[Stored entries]
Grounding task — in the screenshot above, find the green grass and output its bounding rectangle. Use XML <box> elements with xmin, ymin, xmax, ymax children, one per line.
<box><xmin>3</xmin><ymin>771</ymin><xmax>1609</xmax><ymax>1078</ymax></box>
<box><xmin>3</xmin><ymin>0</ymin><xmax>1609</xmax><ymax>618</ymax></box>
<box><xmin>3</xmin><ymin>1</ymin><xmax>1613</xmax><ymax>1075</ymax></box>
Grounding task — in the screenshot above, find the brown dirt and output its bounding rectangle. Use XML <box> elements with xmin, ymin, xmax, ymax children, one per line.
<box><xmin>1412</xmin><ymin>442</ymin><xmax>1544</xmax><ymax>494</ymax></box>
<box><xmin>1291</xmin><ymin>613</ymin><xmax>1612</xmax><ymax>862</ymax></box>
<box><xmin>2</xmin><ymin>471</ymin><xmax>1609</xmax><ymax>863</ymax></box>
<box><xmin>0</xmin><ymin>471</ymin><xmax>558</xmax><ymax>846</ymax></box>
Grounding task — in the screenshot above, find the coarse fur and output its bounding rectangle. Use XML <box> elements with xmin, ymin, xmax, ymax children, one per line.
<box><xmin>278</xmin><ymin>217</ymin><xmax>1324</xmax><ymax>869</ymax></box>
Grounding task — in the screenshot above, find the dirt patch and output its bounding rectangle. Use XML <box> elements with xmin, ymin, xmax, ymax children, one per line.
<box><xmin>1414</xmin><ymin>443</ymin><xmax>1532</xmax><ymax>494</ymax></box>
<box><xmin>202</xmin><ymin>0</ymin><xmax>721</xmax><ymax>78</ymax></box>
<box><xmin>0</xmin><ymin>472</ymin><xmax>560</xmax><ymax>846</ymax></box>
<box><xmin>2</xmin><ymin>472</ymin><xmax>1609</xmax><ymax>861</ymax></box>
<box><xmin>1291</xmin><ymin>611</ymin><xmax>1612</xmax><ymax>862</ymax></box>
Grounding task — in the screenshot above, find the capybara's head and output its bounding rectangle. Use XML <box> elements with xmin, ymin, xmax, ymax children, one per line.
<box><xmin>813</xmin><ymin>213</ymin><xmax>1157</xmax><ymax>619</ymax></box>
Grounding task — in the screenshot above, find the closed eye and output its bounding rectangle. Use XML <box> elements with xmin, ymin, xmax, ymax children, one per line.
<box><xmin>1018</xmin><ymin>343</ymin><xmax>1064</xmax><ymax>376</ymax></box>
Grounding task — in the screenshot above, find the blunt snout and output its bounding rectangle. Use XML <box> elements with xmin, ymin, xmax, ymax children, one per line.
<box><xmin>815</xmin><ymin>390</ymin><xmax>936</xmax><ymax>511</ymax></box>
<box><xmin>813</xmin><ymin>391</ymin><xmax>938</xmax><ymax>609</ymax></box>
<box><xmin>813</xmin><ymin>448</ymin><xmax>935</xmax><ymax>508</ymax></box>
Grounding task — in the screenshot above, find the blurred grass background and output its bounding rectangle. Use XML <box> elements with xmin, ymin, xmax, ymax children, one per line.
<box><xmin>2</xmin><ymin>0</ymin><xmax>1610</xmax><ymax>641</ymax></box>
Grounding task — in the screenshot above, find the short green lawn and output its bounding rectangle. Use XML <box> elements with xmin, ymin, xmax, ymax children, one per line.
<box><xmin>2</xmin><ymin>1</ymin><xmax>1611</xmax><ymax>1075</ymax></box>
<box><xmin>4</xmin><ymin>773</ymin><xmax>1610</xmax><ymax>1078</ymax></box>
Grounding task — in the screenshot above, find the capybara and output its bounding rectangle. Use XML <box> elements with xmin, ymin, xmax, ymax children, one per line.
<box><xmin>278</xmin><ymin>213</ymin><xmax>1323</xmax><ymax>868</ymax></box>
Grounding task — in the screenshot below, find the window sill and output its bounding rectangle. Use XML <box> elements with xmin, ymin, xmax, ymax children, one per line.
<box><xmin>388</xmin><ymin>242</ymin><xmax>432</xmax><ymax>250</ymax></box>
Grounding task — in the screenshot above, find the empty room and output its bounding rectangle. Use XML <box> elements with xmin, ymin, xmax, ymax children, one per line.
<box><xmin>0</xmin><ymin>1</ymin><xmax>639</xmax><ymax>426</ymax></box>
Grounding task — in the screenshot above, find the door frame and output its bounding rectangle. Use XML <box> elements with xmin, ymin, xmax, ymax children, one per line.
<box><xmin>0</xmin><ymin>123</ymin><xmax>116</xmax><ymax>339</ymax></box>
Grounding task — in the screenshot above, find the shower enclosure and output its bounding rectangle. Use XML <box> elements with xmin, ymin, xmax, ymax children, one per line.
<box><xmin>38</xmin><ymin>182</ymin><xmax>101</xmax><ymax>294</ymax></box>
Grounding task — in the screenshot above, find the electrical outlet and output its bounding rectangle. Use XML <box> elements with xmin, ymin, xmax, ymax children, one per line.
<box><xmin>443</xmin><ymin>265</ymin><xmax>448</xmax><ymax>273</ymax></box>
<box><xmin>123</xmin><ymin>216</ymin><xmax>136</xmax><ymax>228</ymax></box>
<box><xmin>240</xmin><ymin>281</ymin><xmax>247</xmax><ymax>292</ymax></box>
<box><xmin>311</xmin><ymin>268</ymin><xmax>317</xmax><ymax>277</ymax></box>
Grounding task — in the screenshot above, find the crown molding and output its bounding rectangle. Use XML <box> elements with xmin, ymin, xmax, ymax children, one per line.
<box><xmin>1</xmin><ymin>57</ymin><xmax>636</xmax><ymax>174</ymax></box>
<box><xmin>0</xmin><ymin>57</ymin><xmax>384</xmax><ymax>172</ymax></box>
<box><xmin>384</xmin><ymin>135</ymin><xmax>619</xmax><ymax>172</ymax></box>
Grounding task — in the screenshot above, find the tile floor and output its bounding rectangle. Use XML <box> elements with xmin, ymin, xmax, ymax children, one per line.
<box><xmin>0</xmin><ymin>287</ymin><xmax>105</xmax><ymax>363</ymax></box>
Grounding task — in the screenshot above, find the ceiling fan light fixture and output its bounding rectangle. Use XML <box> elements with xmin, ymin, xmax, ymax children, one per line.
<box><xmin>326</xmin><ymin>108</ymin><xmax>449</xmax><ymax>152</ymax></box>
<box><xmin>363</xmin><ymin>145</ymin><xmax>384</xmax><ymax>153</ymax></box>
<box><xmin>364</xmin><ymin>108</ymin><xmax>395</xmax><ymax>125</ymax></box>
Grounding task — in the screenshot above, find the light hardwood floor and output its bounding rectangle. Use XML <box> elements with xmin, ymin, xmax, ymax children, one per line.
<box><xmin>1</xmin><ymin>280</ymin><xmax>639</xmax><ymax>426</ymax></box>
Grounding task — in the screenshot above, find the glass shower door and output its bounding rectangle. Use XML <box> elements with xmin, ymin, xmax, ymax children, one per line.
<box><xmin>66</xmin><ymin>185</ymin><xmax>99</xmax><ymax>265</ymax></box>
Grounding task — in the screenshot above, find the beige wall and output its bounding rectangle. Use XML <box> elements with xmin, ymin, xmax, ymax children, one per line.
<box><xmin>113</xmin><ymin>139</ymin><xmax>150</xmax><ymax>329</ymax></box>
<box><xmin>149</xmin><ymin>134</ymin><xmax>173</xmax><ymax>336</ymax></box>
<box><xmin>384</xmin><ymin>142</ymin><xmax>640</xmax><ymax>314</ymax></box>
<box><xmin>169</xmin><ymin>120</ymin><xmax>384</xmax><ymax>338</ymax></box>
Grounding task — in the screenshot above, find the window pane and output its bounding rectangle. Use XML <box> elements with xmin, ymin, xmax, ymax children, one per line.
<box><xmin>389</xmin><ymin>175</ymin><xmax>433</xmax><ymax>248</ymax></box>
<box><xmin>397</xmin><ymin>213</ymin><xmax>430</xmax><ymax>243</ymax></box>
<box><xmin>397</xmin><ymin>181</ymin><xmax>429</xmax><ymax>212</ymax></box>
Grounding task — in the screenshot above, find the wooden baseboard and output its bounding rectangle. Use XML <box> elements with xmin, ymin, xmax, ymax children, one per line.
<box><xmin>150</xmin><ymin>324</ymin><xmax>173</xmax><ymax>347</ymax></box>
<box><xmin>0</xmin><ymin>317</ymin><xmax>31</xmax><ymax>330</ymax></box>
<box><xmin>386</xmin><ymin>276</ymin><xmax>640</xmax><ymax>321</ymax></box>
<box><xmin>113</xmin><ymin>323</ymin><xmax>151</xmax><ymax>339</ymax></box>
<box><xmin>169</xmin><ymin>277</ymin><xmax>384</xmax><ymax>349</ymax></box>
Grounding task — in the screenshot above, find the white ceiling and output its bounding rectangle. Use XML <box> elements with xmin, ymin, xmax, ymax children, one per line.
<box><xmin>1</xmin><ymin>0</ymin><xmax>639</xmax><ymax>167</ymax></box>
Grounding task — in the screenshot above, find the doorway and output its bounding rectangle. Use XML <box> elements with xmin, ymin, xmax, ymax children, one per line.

*How to complete this task*
The line with "Grounding task — in the screenshot above, find the white" through the last line of the entries above: output exactly those lines and nothing else.

*Solution to the exercise*
Grounding task — in the screenshot above, find the white ceiling and output its bounding rectangle. Use XML <box> elements with xmin, ymin, xmax, ymax children, one per line.
<box><xmin>1</xmin><ymin>0</ymin><xmax>639</xmax><ymax>167</ymax></box>
Grounding task — in the screenshot above, find the doorway and output its bounding rectangle. Use XML <box> elements with xmin, ymin, xmax, ymax children, one per line.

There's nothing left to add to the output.